[begin SELECTED EXTRACT]

The third aim was to examine whether this variance in estimates between participants is associated with variance in cognitive reflection. We predicted that a latent Cognitive Reflection variable (in which cognitive reflection was measured both objectively and subjectively) would be negatively associated with estimates of consensus implied by generic phrases (e.g., Experts think…). This prediction was based on the hypothesis that generic phrases encourage people to make an intuitive overgeneralization (e.g., Experts think = All experts think) that is then revised downwards by those who spontaneously engage in cognitive reflection. A weak negative relationship was observed between cognitive reflection and estimates of consensus, but this was not statistically significant. Therefore, the data from this highly powered Study do not support our hypothesis.

[end SELECTED EXTRACT]
[begin DATA PROVIDED]

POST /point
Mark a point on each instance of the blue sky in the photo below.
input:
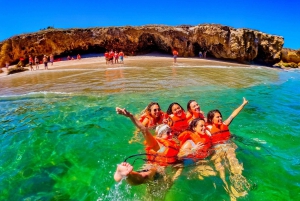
(269, 16)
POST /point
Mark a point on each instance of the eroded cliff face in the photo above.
(221, 42)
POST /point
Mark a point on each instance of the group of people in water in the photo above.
(186, 138)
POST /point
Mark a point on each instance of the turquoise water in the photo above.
(61, 138)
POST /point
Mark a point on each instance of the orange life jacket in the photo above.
(169, 156)
(153, 122)
(178, 124)
(196, 138)
(219, 134)
(192, 117)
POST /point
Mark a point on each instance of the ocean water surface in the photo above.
(61, 137)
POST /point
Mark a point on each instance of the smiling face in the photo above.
(200, 127)
(176, 110)
(194, 107)
(155, 111)
(166, 135)
(217, 118)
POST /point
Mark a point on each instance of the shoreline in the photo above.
(79, 64)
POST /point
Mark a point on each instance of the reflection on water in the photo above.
(61, 138)
(135, 75)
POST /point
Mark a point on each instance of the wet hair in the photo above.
(194, 123)
(148, 108)
(211, 114)
(188, 106)
(169, 111)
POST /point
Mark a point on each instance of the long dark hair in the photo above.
(211, 114)
(188, 106)
(194, 123)
(169, 111)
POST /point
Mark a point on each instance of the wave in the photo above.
(35, 94)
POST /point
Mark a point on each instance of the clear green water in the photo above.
(61, 138)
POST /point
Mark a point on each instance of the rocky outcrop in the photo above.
(289, 58)
(221, 42)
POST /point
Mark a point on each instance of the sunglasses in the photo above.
(168, 133)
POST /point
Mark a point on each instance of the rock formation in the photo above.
(223, 42)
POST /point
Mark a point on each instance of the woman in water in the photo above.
(195, 148)
(177, 118)
(161, 152)
(152, 115)
(194, 111)
(225, 150)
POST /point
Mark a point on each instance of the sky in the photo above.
(269, 16)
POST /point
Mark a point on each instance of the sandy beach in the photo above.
(94, 63)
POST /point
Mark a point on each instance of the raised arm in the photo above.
(236, 112)
(150, 140)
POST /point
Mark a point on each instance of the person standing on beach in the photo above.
(30, 62)
(106, 55)
(36, 61)
(111, 56)
(45, 60)
(175, 54)
(121, 55)
(116, 56)
(200, 54)
(51, 59)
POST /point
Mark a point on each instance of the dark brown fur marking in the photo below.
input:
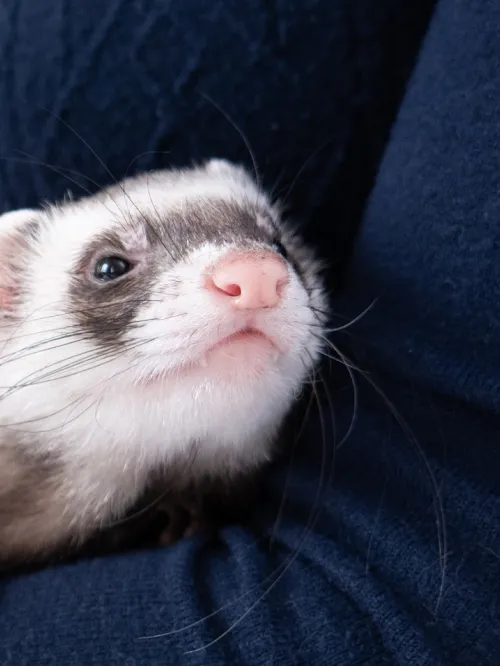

[end DATA PROVIDED]

[WHAT THE TASK REQUIRES]: Continue the passage above about generic phrases, consensus estimates, and cognitive reflection, starting after its final sentence.

[THE OUTPUT]:
Exploratory analysis was also conducted on the filler items (i.e., phrases quantified with ‘some’, ‘many’ and ‘few’) which was not pre-registered. This allowed us to explore whether the hypothesis that people overestimate consensus and then revise downwards on reflection may be relevant to the interpretation of verbal quantifiers more generally (i.e., phrases such as ‘many scientists…’ and ‘few scientists…’). This analysis revealed weak negative relationships between filler phrases quantified with ‘few’ (e.g., Few scientists agree...) and our measures of cognitive reflection. A similar but less consistent pattern was observed for fillers quantified with ‘some’. This suggests that those who are more reflective tend to give lower consensus estimates to phrases quantified with ‘few’ and ‘some’, consistent with the idea that people initially overestimate consensus and revise their estimate downwards on reflection. Future confirmatory research is required to confirm this negative relationship between the interpretation of verbal quantity phrases (such as ‘few’ and ‘some’) and cognitive reflection.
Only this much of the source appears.